◆ **Exercise directions**
Your answer is one number: the count of lines below that hold the word "mask".

Items from a dataset
--- START ---
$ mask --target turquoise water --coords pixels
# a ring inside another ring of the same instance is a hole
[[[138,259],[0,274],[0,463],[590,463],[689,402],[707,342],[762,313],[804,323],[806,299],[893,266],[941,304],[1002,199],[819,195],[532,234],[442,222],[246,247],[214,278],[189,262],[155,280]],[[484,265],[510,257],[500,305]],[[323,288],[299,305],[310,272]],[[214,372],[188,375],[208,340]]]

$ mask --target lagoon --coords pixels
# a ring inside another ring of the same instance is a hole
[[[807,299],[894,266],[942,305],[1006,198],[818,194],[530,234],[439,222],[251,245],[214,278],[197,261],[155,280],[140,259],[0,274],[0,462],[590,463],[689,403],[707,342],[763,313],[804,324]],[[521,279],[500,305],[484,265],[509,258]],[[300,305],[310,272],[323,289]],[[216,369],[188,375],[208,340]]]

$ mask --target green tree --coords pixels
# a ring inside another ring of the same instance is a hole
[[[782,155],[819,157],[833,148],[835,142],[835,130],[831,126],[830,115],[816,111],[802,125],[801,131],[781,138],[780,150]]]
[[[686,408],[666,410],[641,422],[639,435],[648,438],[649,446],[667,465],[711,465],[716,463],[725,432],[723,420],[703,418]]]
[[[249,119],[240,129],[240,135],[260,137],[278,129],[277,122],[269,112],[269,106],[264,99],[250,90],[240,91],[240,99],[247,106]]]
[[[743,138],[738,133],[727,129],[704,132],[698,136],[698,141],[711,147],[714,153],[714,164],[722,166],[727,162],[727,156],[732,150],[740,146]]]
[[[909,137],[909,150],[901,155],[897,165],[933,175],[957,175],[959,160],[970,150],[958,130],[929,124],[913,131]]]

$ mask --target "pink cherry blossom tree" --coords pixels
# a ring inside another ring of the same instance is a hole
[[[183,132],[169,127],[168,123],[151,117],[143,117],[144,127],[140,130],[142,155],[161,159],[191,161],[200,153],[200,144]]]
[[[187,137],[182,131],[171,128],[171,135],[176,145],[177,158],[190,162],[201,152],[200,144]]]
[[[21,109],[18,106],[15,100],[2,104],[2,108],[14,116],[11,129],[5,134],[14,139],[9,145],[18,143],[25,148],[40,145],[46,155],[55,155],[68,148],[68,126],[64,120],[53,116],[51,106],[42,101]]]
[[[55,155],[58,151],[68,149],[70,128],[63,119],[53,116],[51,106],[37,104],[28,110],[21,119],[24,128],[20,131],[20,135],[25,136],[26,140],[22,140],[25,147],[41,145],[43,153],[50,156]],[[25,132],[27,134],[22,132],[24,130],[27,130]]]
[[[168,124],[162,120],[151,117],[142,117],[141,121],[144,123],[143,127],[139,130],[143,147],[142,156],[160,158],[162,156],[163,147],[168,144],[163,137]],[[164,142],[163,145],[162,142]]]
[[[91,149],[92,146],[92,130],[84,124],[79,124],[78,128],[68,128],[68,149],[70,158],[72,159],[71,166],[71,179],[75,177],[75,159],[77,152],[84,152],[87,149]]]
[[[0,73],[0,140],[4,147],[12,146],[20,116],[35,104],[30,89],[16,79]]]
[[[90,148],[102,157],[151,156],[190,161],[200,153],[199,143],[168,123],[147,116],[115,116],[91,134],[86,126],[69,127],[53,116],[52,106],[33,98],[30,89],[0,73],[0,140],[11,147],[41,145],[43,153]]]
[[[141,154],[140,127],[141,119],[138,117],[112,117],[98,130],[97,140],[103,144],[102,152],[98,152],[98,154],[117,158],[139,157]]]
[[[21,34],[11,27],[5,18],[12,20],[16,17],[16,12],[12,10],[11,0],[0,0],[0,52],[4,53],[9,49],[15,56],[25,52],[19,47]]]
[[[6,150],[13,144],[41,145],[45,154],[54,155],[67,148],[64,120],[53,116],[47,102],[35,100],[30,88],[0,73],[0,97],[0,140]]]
--- END ---
◆ **Solution for this problem**
4